- **Task statement**:
Every record must be copied exactly.
---+---
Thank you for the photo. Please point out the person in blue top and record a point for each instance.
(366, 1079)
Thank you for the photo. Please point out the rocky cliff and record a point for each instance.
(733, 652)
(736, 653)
---+---
- **Result below**:
Thank you for the photo. Please point out the person in blue top and record a point for each instance.
(366, 1079)
Thank you for the photo. Please point out the rocky cliff and record a point for each instance.
(733, 652)
(736, 653)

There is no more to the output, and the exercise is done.